TASK:
Copy all the material that follows, keeping every character the same.

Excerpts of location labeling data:
__________
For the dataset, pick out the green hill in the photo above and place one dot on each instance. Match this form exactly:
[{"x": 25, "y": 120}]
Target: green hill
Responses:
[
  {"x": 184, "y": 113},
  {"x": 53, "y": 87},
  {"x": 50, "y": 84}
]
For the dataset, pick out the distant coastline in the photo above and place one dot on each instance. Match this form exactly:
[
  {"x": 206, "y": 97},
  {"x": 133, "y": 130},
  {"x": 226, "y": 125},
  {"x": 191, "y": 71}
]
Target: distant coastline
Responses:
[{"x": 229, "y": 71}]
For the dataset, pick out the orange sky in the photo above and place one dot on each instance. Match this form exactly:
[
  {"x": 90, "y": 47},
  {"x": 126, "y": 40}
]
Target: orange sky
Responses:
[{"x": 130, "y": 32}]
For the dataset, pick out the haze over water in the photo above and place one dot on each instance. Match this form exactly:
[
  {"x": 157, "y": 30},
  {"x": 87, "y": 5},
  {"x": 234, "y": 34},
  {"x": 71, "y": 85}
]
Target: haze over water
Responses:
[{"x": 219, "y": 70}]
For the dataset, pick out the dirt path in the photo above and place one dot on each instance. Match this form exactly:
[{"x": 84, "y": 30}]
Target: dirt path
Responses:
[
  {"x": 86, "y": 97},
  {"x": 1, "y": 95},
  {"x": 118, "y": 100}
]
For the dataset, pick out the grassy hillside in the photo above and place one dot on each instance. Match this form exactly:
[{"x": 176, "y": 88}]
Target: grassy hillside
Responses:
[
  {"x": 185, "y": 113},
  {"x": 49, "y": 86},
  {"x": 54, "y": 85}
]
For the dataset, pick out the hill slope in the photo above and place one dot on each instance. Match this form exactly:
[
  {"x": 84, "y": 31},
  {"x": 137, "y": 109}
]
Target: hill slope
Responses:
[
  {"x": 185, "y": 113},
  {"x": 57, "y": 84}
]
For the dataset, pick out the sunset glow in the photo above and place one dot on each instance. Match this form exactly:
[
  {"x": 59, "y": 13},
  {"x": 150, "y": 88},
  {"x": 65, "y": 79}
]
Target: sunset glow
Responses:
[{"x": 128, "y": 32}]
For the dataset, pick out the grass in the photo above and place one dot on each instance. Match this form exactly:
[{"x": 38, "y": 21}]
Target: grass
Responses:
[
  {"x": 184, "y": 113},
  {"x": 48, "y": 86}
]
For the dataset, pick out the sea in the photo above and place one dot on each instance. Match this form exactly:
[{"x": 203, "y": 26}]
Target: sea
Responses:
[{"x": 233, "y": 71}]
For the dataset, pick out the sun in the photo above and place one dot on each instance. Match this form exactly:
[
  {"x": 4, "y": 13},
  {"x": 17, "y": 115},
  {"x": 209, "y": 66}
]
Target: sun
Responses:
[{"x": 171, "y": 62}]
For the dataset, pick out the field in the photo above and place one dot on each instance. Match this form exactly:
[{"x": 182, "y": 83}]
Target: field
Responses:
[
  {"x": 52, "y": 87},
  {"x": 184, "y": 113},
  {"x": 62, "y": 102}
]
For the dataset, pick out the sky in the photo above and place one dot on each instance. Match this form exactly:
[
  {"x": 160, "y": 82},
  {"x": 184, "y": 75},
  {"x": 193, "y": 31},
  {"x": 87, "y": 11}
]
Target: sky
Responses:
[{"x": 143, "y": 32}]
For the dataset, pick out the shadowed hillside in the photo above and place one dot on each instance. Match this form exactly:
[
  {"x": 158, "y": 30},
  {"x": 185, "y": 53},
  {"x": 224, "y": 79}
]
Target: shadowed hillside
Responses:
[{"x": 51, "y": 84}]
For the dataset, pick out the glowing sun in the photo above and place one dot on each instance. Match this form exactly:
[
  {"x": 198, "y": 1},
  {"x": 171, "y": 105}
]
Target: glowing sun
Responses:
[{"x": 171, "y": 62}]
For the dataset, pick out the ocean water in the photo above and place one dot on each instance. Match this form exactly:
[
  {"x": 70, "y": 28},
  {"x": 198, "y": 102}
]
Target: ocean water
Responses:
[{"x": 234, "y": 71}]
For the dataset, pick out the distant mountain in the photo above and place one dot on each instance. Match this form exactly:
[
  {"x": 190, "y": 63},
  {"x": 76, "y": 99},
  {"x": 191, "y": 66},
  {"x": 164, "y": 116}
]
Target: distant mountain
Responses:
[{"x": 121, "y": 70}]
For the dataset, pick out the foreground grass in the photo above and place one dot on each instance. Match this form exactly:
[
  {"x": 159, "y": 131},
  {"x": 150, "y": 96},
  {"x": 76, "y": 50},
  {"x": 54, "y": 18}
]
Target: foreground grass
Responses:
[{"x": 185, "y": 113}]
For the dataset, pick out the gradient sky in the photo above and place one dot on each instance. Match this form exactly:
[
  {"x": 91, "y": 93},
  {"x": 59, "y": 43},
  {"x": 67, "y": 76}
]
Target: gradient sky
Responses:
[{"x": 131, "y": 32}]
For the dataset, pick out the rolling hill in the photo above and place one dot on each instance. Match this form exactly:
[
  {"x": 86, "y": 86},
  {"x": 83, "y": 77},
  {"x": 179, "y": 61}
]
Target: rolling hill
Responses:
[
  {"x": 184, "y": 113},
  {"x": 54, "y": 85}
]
__________
ANSWER TO THIS EXERCISE:
For the dataset, pick out the green hill in the photo above and place one dot on each instance. Match this form exactly:
[{"x": 25, "y": 120}]
Target: green hill
Responses:
[
  {"x": 184, "y": 113},
  {"x": 53, "y": 87},
  {"x": 50, "y": 84}
]
For the dataset, pick out the distant coastline in the photo above and place one dot on each instance. Match this form exactly:
[
  {"x": 206, "y": 97},
  {"x": 133, "y": 130},
  {"x": 226, "y": 125},
  {"x": 191, "y": 71}
]
Target: distant coastline
Responses:
[{"x": 229, "y": 71}]
For the dataset, pick out the orange sky in the photo above and place one dot on each instance. Match this form exactly:
[
  {"x": 90, "y": 47},
  {"x": 126, "y": 40}
]
Target: orange sky
Responses:
[{"x": 130, "y": 32}]
For the dataset, pick out the haze over water in the photo above and place one dot on each instance. Match this form exactly:
[
  {"x": 157, "y": 30},
  {"x": 87, "y": 5},
  {"x": 234, "y": 34},
  {"x": 71, "y": 85}
]
Target: haze over water
Responses:
[{"x": 219, "y": 70}]
For the dataset, pick out the dirt path in the photo above and place one dot on each instance. Match this form exactly:
[{"x": 84, "y": 30}]
Target: dirt path
Responses:
[
  {"x": 86, "y": 97},
  {"x": 1, "y": 95},
  {"x": 118, "y": 100}
]
For the dataset, pick out the grassy hillside in the photo above and place one dot on each instance. Match this form exactly:
[{"x": 176, "y": 88}]
Target: grassy hillside
Responses:
[
  {"x": 185, "y": 113},
  {"x": 49, "y": 86},
  {"x": 54, "y": 85}
]
For the dataset, pick out the hill slope in the photo above and place one dot on each instance. Match this form exactly:
[
  {"x": 84, "y": 31},
  {"x": 137, "y": 109}
]
Target: hill slope
Responses:
[
  {"x": 185, "y": 113},
  {"x": 57, "y": 84}
]
For the dataset, pick out the sunset glow in the photo above and place one dot on each instance. Match this form exactly:
[
  {"x": 59, "y": 13},
  {"x": 150, "y": 88},
  {"x": 65, "y": 79}
]
Target: sunset glow
Responses:
[{"x": 128, "y": 32}]
For the dataset, pick out the grass in the photo above and place one dot on each instance. Match this form exactly:
[{"x": 38, "y": 21}]
Target: grass
Responses:
[
  {"x": 184, "y": 113},
  {"x": 48, "y": 86}
]
For the dataset, pick out the sea in the photo above and place one dot on each instance. Match this form exactly:
[{"x": 203, "y": 26}]
Target: sea
Responses:
[{"x": 233, "y": 71}]
For the dataset, pick out the sun in the photo above and place one dot on each instance. Match this form exactly:
[
  {"x": 4, "y": 13},
  {"x": 17, "y": 115},
  {"x": 209, "y": 66}
]
Target: sun
Responses:
[{"x": 171, "y": 62}]
For the dataset, pick out the field in the photo above and place one dot on each instance. Match this form exactly:
[{"x": 182, "y": 83}]
Target: field
Responses:
[
  {"x": 52, "y": 87},
  {"x": 184, "y": 113},
  {"x": 62, "y": 102}
]
For the dataset, pick out the sky in the photo above and place one dot on each instance. Match this form exactly:
[
  {"x": 160, "y": 82},
  {"x": 184, "y": 75},
  {"x": 193, "y": 31},
  {"x": 87, "y": 11}
]
Target: sky
Responses:
[{"x": 143, "y": 32}]
For the dataset, pick out the shadowed hillside in the photo above and place one dot on each instance. Match this form exactly:
[
  {"x": 158, "y": 30},
  {"x": 185, "y": 53},
  {"x": 224, "y": 79}
]
Target: shadowed hillside
Responses:
[{"x": 51, "y": 84}]
For the dataset, pick out the glowing sun in the photo above and place one dot on each instance. Match this form exactly:
[
  {"x": 198, "y": 1},
  {"x": 171, "y": 105}
]
Target: glowing sun
Responses:
[{"x": 171, "y": 62}]
For the dataset, pick out the ocean water in the photo above and place one dot on each instance. Match this form exactly:
[
  {"x": 70, "y": 28},
  {"x": 198, "y": 102}
]
Target: ocean water
Responses:
[{"x": 234, "y": 71}]
For the dataset, pick out the distant mountain in the photo above and place one dot on each instance. Match this form exactly:
[
  {"x": 190, "y": 63},
  {"x": 76, "y": 99},
  {"x": 191, "y": 66},
  {"x": 164, "y": 116}
]
Target: distant mountain
Responses:
[{"x": 121, "y": 70}]
For the dataset, pick out the foreground grass in the photo above and place one dot on each instance. Match this form exactly:
[
  {"x": 159, "y": 131},
  {"x": 150, "y": 96},
  {"x": 76, "y": 50},
  {"x": 54, "y": 18}
]
Target: foreground grass
Responses:
[{"x": 185, "y": 113}]
For the dataset, pick out the gradient sky in the photo above and place one dot on each instance. Match this form exactly:
[
  {"x": 91, "y": 93},
  {"x": 59, "y": 43},
  {"x": 67, "y": 76}
]
Target: gradient sky
Responses:
[{"x": 131, "y": 32}]
For the dataset, pick out the rolling hill in the photo above and place one dot on each instance. Match this form exactly:
[
  {"x": 86, "y": 86},
  {"x": 83, "y": 77},
  {"x": 179, "y": 61}
]
Target: rolling hill
Responses:
[
  {"x": 184, "y": 113},
  {"x": 54, "y": 85}
]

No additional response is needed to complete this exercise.